Please output the entries below from the line that contains "of the moss-covered" through the final line, reproduced exactly and alone.

Stored data:
-- -- --

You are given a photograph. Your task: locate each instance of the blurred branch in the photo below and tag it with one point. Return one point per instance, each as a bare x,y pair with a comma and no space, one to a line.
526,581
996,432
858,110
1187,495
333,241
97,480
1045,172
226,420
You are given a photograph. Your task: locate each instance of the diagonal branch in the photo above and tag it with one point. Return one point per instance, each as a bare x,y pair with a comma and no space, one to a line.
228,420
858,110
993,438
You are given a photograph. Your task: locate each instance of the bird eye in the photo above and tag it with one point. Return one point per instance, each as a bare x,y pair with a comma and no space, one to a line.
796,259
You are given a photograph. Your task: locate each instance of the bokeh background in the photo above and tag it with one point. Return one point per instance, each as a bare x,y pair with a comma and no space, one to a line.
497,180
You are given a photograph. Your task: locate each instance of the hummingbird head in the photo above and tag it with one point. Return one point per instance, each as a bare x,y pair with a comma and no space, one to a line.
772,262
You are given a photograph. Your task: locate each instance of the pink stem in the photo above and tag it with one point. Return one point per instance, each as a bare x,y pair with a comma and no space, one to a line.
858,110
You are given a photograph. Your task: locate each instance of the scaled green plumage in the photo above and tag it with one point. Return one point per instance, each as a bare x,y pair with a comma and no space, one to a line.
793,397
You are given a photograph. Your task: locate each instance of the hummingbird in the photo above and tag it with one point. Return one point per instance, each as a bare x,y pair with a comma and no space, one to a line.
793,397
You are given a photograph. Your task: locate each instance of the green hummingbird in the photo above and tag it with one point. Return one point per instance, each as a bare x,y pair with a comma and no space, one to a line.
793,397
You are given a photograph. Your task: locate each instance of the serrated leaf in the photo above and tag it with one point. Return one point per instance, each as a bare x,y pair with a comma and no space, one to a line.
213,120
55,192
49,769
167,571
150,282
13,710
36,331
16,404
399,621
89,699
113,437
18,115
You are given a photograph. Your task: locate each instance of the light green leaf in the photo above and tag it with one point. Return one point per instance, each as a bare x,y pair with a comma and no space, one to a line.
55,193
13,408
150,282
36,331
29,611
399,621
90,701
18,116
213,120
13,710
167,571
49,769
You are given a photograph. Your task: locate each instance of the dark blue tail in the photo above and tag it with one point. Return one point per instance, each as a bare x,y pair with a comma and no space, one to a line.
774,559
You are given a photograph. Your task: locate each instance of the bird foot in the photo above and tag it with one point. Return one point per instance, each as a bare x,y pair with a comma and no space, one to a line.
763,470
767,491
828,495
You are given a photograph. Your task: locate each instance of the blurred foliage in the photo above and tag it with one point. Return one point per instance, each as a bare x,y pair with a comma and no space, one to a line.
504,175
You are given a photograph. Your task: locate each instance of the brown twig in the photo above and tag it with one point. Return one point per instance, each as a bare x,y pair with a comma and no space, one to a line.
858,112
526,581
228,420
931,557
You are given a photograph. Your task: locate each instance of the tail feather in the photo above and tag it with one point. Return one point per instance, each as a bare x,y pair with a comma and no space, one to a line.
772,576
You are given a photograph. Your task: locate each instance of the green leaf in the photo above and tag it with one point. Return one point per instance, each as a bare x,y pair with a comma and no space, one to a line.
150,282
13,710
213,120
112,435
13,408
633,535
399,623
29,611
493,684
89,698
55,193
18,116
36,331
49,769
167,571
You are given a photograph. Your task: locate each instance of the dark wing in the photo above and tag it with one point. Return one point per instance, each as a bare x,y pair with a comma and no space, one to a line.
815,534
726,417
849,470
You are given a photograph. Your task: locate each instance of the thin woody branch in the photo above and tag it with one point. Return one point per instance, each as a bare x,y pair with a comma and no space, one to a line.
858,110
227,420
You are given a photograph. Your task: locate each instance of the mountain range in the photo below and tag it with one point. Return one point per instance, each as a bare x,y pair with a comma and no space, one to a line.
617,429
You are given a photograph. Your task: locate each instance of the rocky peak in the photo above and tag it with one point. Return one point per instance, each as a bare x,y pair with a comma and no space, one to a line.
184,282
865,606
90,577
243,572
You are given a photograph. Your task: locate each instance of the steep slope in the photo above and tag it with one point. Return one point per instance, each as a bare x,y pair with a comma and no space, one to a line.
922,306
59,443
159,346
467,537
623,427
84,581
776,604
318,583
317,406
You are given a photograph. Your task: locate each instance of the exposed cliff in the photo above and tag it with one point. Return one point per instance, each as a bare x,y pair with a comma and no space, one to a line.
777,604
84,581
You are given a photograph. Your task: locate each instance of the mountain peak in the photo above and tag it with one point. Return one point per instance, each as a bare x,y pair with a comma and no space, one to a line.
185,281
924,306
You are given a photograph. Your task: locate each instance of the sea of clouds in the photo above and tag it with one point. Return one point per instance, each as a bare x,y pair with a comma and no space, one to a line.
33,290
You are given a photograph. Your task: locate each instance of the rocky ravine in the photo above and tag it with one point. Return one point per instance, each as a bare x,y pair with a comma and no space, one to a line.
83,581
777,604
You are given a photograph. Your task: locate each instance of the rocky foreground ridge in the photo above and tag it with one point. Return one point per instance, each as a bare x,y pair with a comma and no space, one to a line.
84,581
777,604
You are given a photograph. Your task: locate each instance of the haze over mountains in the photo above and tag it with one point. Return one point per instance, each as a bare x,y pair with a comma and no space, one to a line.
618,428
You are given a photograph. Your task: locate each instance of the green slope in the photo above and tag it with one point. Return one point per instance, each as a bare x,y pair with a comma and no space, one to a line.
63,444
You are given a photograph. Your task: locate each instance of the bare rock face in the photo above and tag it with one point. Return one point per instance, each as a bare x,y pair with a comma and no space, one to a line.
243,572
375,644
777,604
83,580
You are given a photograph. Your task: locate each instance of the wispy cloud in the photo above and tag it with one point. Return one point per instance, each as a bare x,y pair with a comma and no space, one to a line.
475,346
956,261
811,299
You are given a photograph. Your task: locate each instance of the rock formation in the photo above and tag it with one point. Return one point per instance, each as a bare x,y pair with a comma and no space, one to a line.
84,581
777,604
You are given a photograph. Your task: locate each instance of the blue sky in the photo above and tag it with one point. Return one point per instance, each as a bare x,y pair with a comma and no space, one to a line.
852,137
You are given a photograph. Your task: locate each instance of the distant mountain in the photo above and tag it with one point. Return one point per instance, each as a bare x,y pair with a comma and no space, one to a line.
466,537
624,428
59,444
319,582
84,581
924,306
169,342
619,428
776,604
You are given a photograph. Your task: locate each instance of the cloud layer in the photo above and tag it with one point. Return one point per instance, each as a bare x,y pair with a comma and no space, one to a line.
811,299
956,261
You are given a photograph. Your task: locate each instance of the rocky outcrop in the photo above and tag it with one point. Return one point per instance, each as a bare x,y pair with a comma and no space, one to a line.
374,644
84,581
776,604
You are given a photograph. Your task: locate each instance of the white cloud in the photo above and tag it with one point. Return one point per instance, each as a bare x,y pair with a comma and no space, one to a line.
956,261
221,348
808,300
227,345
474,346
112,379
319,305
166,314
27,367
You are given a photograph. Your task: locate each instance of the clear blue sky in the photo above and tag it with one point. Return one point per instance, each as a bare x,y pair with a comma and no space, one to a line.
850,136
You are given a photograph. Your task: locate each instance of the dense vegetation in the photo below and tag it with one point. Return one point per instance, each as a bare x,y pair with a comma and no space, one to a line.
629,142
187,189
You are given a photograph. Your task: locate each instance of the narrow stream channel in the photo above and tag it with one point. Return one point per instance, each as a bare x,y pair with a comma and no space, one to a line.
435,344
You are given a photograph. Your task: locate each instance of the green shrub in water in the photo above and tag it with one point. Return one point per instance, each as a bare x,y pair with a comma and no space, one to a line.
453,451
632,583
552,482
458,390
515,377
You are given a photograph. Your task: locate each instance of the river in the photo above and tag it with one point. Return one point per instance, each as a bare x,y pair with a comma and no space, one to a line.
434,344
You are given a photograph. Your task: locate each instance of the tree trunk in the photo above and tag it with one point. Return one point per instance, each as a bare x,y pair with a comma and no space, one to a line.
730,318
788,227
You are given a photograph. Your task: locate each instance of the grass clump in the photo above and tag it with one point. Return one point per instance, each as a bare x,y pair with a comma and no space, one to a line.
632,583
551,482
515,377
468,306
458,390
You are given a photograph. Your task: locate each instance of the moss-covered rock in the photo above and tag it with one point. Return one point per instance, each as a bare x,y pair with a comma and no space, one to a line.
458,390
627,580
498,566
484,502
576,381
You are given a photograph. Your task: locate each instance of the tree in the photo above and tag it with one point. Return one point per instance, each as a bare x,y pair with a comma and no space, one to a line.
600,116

-- -- --

__Written response__:
You are given a photograph. Your task: locate each instance of the moss-covered rock in the photo above and tag it with one point. Return one point per instance, each as a bare x,y pair with a comma and no space, one to a line.
458,390
627,580
498,566
484,502
576,381
You are given a photograph. Your task: locate each instance of the tree in the photo above and tag it with one point. Return one point per instance, each as a bare x,y pair with a comma and no space, one to a line.
600,116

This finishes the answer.